[SOURCE DOCUMENT]:
- The Washington Times - Monday, June 9, 2014

Republicans on Monday acted quickly on their newly secured majority in the Virginia Senate, announcing plans to call lawmakers into session to resolve a protracted dispute over Medicaid expansion and the state’s budget after the sudden resignation of a crucial Democrat.

The development delivers a setback to Gov. Terry McAuliffe and his plan to expand Medicaid to 400,000 low-income residents as part of the Affordable Care Act. The House of Delegates opposed expansion while the Senate, which was evenly divided between Democrats and Republicans, supported it. That left the chambers at an impasse, with the threat of a government shutdown looming on July 1 if lawmakers could not resolve the issue to pass the state’s two-year, $96 billion budget.

But the resignation Monday of state Sen. Phillip P. Puckett, Tazewell Democrat, gave Republicans a 20-19 edge in the Senate, where Democrats had exercised effective control because of the tiebreaking vote of the Democratic lieutenant governor.

Word of a possible budget resolution quickly followed amid concerns that continued uncertainty around the issue could affect the state’s financial standing.

Senate Republicans, along with President Pro Tem Charles J. Colgan, Prince William Democrat, sent a letter Monday to the Senate clerk to call lawmakers back to Richmond at 5 p.m. Thursday. The House later announced plans to reconvene.

“The ultimate goal is to restart the budget process,” a Republican aide said.

Democrats, meanwhile, were left with few options other than caterwauling about reports that Mr. Puckett stepped down in order to receive a position on the Tobacco Indemnification and Revitalization Commission.

In a written statement Monday, Mr. Puckett dismissed reports that he was resigning to take the position, saying he was never formally offered a spot on the panel.

Mr. McAuliffe called the situation “unacceptable.”

“I am deeply disappointed by this news and the uncertainty it creates at a time when 400,000 Virginians are waiting for access to quality health care, especially in Southwest Virginia,” he said in a statement Sunday.

Republicans had urged Mr. McAuliffe to pass a budget and consider Medicaid expansion afterward. But the Democratic governor resisted and was reportedly exploring the limits of his authority to implement Medicaid expansion unilaterally and to keep the government open even without a spending plan.

The office of Attorney General Mark R. Herring, a Democrat, recently retained A.E. Dick Howard, who helped write the modern state constitution, as a consultant to provide advice if July 1 approached with no budget.

Those preparations now appear to be academic.

By late Monday, Mr. Puckett’s fellow Democrats were directing their anger toward unspecified “Virginia Republicans.”

“Instead of working on ways to compromise on a budget, they have resorted to brokering shady deals behind the backs of their fellow legislators and constituents,” said Robert Dempsey, executive director of the Democratic Party of Virginia.

[MATERIAL PROVIDED]:

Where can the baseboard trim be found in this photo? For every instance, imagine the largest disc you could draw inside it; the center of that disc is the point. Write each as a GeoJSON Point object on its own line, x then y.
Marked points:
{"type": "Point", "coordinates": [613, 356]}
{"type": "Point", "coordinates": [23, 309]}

[WHAT THE EXERCISE ASKS]:
Answer these questions from the article on Virginia's Medicaid dispute:
1. How many low-income residents would Gov. Terry McAuliffe's plan expand Medicaid to?
2. At what time and on what day were lawmakers to be called back to Richmond?
3. Whom did Attorney General Mark R. Herring's office retain as a consultant?
None of the lines are needed for what comes next.

[TASK ANSWER]:
1. 400,000
2. 5 p.m. Thursday
3. A.E. Dick Howard